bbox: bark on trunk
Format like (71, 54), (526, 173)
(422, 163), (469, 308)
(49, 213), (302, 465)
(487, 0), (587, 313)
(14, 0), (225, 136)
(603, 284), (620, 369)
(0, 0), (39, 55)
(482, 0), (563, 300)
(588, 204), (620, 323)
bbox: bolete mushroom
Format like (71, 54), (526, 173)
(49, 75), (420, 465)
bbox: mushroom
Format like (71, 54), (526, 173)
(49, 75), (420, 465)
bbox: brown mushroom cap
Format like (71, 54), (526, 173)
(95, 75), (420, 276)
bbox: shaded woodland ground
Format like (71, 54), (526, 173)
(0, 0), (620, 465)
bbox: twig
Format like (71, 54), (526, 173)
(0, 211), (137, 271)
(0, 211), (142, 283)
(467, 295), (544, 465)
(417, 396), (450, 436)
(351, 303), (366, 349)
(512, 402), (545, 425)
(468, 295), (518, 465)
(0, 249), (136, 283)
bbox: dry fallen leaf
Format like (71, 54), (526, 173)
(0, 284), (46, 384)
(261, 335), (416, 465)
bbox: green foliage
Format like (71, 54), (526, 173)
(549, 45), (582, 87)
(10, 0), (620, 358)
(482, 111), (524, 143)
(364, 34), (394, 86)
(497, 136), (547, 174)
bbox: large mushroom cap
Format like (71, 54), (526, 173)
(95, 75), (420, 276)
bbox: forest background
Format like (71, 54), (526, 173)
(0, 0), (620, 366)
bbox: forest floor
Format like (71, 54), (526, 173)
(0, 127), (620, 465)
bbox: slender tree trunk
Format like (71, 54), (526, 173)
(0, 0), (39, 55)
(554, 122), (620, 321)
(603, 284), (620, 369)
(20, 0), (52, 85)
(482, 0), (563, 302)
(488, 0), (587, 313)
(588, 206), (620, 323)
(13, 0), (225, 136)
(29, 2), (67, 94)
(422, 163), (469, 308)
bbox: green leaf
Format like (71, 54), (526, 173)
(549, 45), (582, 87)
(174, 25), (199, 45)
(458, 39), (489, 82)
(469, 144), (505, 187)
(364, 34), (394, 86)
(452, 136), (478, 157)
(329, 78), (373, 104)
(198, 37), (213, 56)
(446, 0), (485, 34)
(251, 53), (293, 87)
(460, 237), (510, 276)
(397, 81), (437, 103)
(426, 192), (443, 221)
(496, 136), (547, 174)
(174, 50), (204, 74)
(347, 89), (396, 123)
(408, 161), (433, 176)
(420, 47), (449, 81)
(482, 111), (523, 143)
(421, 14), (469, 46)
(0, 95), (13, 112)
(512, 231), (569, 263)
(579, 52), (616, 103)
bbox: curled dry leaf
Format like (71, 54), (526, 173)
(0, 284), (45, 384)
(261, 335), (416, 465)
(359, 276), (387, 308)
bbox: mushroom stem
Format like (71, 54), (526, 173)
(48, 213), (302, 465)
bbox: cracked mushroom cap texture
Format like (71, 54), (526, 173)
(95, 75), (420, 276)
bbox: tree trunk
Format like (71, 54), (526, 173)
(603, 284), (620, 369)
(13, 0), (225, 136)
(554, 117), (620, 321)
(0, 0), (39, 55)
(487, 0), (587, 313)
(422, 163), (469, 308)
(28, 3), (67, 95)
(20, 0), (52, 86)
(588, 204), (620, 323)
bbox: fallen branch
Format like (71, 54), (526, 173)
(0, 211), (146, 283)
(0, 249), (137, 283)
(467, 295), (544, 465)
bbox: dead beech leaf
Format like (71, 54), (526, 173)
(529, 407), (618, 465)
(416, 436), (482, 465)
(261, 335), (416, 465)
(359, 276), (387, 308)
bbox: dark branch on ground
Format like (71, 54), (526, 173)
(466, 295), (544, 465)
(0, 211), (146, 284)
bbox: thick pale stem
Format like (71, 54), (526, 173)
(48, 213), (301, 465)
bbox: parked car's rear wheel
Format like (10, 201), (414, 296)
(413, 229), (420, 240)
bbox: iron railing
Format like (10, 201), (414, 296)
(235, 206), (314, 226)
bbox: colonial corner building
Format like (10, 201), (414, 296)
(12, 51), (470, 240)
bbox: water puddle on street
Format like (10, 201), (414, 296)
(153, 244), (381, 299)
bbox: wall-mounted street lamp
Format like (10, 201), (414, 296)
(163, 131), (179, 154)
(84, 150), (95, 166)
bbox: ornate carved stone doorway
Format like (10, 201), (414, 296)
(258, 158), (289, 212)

────────────────────

Rewrite the listing with every "Format like" changed to "Use the form", leaving all other text unchanged.

> SOLUTION FOR THIS TASK
bbox: bark on trunk
Use the form (71, 54), (526, 173)
(422, 163), (469, 308)
(49, 213), (302, 465)
(487, 0), (587, 313)
(14, 0), (225, 136)
(603, 284), (620, 369)
(0, 0), (39, 55)
(482, 0), (563, 300)
(588, 204), (620, 323)
bbox: bolete mushroom
Use the form (71, 54), (526, 173)
(49, 75), (420, 465)
bbox: mushroom
Use the form (71, 54), (526, 173)
(49, 75), (420, 465)
bbox: brown mushroom cap
Use the form (71, 54), (526, 173)
(95, 75), (420, 276)
bbox: shaded woodland ground
Use the form (71, 54), (526, 173)
(0, 0), (620, 465)
bbox: twig
Use the form (71, 54), (526, 173)
(0, 211), (137, 271)
(0, 211), (142, 283)
(467, 295), (544, 465)
(417, 396), (450, 436)
(351, 303), (366, 349)
(512, 402), (545, 425)
(468, 295), (518, 465)
(0, 249), (136, 283)
bbox: dry fallen leaf
Use the form (71, 54), (526, 173)
(0, 284), (46, 384)
(261, 335), (416, 465)
bbox: green foliage
Use the form (71, 54), (526, 173)
(549, 45), (582, 87)
(10, 0), (620, 358)
(482, 111), (524, 143)
(364, 34), (394, 86)
(497, 136), (547, 174)
bbox: large mushroom cap
Use the form (71, 54), (526, 173)
(95, 75), (420, 276)
bbox: forest background
Use the form (71, 54), (526, 173)
(0, 0), (620, 366)
bbox: forest floor
Use the form (71, 54), (526, 173)
(0, 127), (620, 465)
bbox: slender tree trunk
Use the form (71, 54), (526, 173)
(0, 0), (39, 55)
(554, 122), (620, 321)
(603, 284), (620, 369)
(20, 0), (52, 85)
(482, 0), (563, 302)
(488, 0), (587, 313)
(588, 206), (620, 323)
(13, 0), (225, 136)
(29, 2), (67, 94)
(422, 163), (469, 308)
bbox: green leaf
Use the form (71, 54), (526, 173)
(549, 45), (582, 87)
(174, 25), (199, 45)
(458, 39), (489, 82)
(469, 144), (505, 187)
(364, 34), (394, 86)
(452, 136), (478, 157)
(329, 78), (373, 104)
(198, 37), (213, 56)
(446, 0), (485, 34)
(251, 53), (293, 87)
(460, 237), (510, 276)
(397, 81), (437, 103)
(426, 192), (443, 221)
(496, 136), (547, 174)
(174, 50), (204, 74)
(347, 89), (396, 123)
(408, 161), (433, 176)
(420, 47), (449, 81)
(482, 111), (523, 143)
(421, 14), (469, 46)
(0, 95), (13, 112)
(512, 231), (569, 263)
(579, 52), (616, 103)
bbox: curled dry leaf
Use the form (71, 54), (526, 173)
(0, 284), (45, 384)
(261, 335), (416, 465)
(359, 276), (387, 308)
bbox: mushroom stem
Use the form (71, 54), (526, 173)
(48, 213), (302, 465)
bbox: cracked mushroom cap texture
Use the form (71, 54), (526, 173)
(95, 75), (420, 276)
bbox: tree trunk
Use the form (71, 54), (526, 173)
(603, 284), (620, 369)
(13, 0), (225, 136)
(554, 117), (620, 321)
(0, 0), (39, 55)
(487, 0), (587, 313)
(422, 163), (469, 308)
(28, 3), (67, 95)
(20, 0), (52, 86)
(588, 204), (620, 323)
bbox: fallen branch
Use the form (71, 54), (526, 173)
(0, 211), (146, 283)
(0, 249), (137, 283)
(467, 295), (544, 465)
bbox: dead beech leaf
Use the form (71, 54), (526, 173)
(529, 407), (618, 465)
(416, 436), (482, 465)
(261, 335), (416, 465)
(359, 276), (387, 308)
bbox: dark branch on ground
Use the form (71, 54), (526, 173)
(466, 295), (544, 465)
(0, 211), (146, 284)
bbox: thick pale stem
Use the form (71, 54), (526, 173)
(48, 213), (301, 465)
bbox: parked car's rear wheel
Use the form (10, 201), (414, 296)
(413, 229), (420, 240)
bbox: iron railing
Use the form (10, 201), (414, 296)
(235, 206), (314, 226)
bbox: colonial corner building
Use the form (10, 201), (414, 296)
(12, 51), (470, 240)
bbox: water puddle on street
Use the form (10, 201), (414, 296)
(153, 244), (381, 299)
bbox: wall-mounted street lamp
Use the form (10, 201), (414, 296)
(163, 131), (179, 154)
(84, 150), (95, 166)
bbox: ornate carved stone doorway
Use the form (10, 201), (414, 296)
(258, 158), (289, 212)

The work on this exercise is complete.